» WHAT IS EXPECTED: Retype the listing below word for word, keeping every line in its original order.

───── RECORD LIST ─────

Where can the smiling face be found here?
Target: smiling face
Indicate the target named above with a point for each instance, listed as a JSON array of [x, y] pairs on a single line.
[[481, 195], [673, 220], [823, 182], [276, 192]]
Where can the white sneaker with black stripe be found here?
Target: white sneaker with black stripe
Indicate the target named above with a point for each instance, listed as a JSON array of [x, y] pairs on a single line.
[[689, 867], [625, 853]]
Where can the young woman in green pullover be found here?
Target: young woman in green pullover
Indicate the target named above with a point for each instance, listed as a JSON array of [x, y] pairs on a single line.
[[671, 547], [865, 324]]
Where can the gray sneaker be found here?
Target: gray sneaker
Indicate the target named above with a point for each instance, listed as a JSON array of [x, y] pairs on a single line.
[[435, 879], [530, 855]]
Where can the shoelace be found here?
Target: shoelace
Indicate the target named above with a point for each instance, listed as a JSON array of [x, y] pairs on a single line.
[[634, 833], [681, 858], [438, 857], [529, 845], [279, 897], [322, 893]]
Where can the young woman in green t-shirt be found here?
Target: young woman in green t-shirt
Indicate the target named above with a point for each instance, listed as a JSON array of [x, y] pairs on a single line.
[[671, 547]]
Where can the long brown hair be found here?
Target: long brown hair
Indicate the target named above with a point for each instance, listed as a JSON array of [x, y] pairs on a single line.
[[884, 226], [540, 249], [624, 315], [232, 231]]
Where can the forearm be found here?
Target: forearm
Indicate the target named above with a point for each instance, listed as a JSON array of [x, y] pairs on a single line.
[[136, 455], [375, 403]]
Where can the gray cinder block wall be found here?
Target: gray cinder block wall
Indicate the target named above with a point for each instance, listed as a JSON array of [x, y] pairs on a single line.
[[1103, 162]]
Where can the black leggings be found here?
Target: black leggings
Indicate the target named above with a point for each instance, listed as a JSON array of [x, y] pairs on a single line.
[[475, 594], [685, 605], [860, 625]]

─────

» EXERCISE ANSWER:
Where can the smiling face be found here?
Target: smiling face
Indicate the target named above with a point for each instance, listed as a JSON array of [x, y] pairs on a single line.
[[481, 195], [673, 220], [823, 182], [276, 192]]
Where can the white sneaker with black stripe be found here?
Target: white sneaker with black stripe
Indicate the target named above with a point for each instance, listed as a JSON array of [x, y] pairs on a single line.
[[689, 867], [625, 853]]
Where can the young woman in green pullover be found here?
Target: young woman in green pullover
Indicate the target named above with a point for each instance, listed as a JSON array of [x, y] pairs on a single line.
[[671, 547], [865, 324]]
Where can the gray sneaker be found here?
Target: gray sneaker
Indicate the target named above with a point for each instance, listed as a JSON array of [x, y] pairs on a single line.
[[435, 879], [530, 855]]
Where can the shoelace be found here?
Target: shoelace
Indicate the target named above with a point for each instance, listed as a JSON array of [x, y] pairs on a single line.
[[634, 833], [681, 858], [438, 857], [529, 845], [279, 897], [322, 893]]
Where can the young woman in green t-shirt be found here?
Target: young woman in green t-shirt
Indicate the target named above with a point for each instance, listed as a JSON array of [x, y] pairs on a single line.
[[671, 547]]
Where can the long brown hair be found here?
Target: long brown hair
Indicate the target named above with a point for each instance, listed as a JSON array of [x, y] pairs on a single line.
[[884, 226], [540, 249], [624, 315], [232, 231]]
Where can the forearm be found here?
Target: forearm
Indicate the target named above with a point for each instance, listed as a JSON array of [x, y] pairs on a single line.
[[136, 455], [375, 403]]
Where can the gray cinder block wall be found here?
Target: gray cinder block wall
Indicate the target named above with a point for each instance, listed as a JSON array of [x, y] pairs on a single line.
[[1103, 162]]
Where can the black leggings be found here?
Target: black leggings
Indicate the target named above with a point for each instance, listed as a JSON array of [x, y] pairs on a single line.
[[475, 594], [685, 605], [860, 625]]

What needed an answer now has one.